▸ Texte fourni:
+++

Blog proposé par Jean-Louis Bec

jeudi 23 janvier 2014

Le volume de la surface


Rubriques : lecture de photographies ; portrait photographique ; photographie du XXième et contemporaine


L'oeuvre déjà considérable de Valérie Belin ne cesse de s'approfondir, en soulevant des questions qui sont au coeur de la réflexion actuelle sur les médiations technologiques, mais aussi sur le vivant et les effets d'illusion dont s'entoure sa présence-absence dans la représentation.

Certes, il est possible d'isoler dans ce travail certains aspects qui évoquent la mort, la catastrophe, mais le refermer sur une telle dominante serait en méconnaître la complexité et les ambivalences. Il y a bien les robes de dentelle allongées dans leur écrin-cercueil, les carcasses de voitures accidentées, les moteurs, les quartiers de viande suspendus à leurs crocs; et peut-être aussi les corps monstrueux des culturistes, les visages de certains mannequins ou transexuels; et même les fleurs qui semblent avoir été réduites à leur spectre sombre par une déflagration nucléaire. Certains de ces travaux sont effectivement proches de la vanité traditionnelle, dont les diverses composantes iconographiques auraient été en quelque sorte dispersées et déclinées en séries autonomes. L'oeuvre dans son ensemble serait donc une immense vanité, condamnée à ne jamais être totalisée et dont seuls quelques fragments émergeraient. De ce point de vue, Valérie Belin prend acte que l'art d'aujourd'hui n'est plus qu'un art de détails, voire de ruines.

+++

▸ Données fournies:
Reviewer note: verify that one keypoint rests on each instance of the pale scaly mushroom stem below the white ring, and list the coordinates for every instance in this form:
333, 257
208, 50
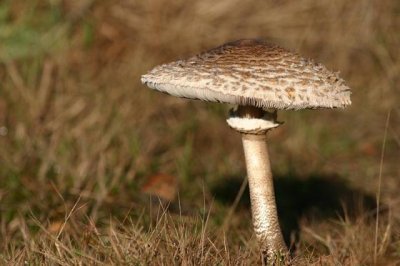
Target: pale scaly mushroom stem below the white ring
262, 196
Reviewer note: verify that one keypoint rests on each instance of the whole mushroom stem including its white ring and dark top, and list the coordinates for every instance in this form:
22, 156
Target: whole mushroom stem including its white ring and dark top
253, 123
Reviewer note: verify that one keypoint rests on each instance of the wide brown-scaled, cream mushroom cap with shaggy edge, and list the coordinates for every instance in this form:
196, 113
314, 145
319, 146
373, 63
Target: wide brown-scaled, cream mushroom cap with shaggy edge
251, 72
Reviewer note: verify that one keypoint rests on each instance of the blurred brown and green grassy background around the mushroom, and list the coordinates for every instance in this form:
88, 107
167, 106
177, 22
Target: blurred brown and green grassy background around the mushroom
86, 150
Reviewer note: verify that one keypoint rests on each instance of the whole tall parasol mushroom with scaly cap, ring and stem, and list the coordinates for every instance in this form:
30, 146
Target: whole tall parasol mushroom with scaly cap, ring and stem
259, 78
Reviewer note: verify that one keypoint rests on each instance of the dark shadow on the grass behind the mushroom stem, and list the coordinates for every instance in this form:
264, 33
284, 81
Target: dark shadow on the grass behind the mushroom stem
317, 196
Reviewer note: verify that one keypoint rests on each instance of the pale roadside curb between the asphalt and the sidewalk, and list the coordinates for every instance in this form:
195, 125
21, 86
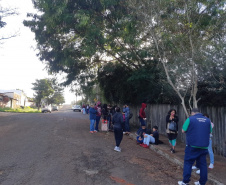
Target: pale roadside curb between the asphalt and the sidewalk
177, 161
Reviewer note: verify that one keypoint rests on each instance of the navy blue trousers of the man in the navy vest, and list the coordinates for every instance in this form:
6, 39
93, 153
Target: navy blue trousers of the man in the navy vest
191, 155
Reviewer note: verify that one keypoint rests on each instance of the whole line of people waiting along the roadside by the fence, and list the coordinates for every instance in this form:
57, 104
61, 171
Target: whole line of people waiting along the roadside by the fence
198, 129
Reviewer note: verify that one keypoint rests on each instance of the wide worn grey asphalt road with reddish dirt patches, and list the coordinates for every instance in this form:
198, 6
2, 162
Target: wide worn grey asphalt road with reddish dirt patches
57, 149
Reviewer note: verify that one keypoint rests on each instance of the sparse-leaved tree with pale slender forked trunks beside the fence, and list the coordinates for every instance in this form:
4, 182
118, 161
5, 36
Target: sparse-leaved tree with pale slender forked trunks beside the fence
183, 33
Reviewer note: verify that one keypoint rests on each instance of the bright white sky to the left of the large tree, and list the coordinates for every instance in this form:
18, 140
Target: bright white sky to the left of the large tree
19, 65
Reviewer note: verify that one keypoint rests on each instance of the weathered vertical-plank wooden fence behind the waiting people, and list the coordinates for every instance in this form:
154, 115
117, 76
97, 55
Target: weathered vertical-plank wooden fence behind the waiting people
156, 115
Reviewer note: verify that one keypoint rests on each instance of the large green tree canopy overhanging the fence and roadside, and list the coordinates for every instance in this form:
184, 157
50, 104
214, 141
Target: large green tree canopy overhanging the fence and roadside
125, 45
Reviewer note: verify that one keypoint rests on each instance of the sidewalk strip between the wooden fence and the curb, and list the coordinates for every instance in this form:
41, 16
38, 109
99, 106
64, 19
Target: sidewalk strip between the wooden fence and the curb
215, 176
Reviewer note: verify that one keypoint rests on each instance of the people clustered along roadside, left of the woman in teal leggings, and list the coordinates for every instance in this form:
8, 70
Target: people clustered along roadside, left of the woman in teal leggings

+++

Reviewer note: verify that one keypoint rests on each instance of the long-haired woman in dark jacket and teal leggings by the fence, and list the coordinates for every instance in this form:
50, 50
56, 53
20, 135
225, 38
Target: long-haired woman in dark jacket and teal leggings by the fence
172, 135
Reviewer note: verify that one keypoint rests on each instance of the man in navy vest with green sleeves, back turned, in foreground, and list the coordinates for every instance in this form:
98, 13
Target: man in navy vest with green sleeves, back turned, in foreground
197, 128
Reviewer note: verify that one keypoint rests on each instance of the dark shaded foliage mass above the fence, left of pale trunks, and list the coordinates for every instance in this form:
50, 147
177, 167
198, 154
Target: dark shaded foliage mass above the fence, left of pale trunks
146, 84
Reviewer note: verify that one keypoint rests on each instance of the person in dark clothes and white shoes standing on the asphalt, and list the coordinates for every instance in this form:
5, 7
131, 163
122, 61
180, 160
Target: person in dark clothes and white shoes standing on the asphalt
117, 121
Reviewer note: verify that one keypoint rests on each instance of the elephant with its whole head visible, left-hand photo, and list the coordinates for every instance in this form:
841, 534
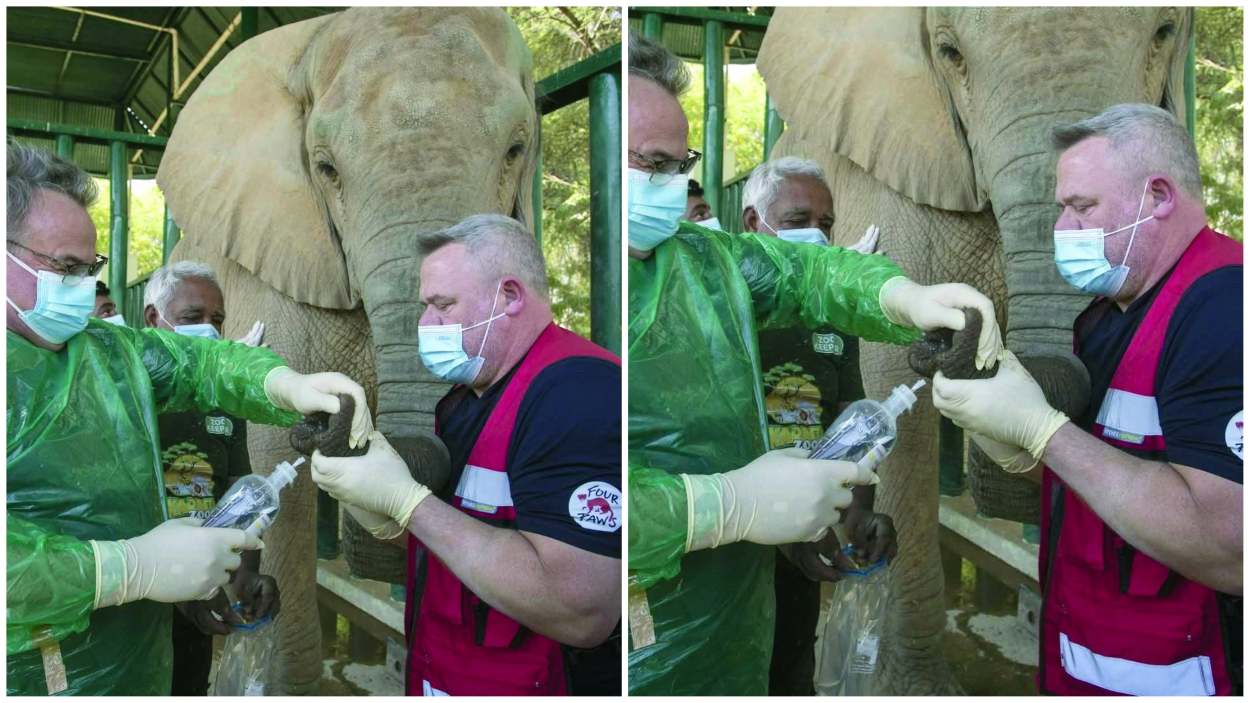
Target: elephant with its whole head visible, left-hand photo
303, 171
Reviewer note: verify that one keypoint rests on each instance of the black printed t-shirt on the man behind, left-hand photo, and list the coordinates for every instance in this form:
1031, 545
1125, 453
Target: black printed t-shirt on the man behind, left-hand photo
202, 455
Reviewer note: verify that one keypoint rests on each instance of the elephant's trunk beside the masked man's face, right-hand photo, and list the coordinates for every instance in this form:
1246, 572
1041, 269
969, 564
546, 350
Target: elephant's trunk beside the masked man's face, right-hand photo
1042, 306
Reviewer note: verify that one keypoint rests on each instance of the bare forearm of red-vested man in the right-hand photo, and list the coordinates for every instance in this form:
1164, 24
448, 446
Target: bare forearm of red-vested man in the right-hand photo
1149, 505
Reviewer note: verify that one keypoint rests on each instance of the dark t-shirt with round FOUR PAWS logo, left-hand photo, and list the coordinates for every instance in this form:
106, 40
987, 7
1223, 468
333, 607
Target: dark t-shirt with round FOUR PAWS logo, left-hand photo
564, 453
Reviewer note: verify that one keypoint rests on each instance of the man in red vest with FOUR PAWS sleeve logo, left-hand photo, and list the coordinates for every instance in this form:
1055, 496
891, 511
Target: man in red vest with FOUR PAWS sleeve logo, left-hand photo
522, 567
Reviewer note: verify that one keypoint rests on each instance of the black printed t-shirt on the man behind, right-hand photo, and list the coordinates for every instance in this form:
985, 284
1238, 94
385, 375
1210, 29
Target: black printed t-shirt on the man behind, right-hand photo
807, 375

+++

▸ Consigne de la tâche: Veuillez reproduire à l'identique le passage du texte sur l'œuvre de Valérie Belin qui commence à « Le volume de » et se termine à « dans la représentation. ».

▸ Réponse finale:
Le volume de la surface


Rubriques : lecture de photographies ; portrait photographique ; photographie du XXième et contemporaine


L'oeuvre déjà considérable de Valérie Belin ne cesse de s'approfondir, en soulevant des questions qui sont au coeur de la réflexion actuelle sur les médiations technologiques, mais aussi sur le vivant et les effets d'illusion dont s'entoure sa présence-absence dans la représentation.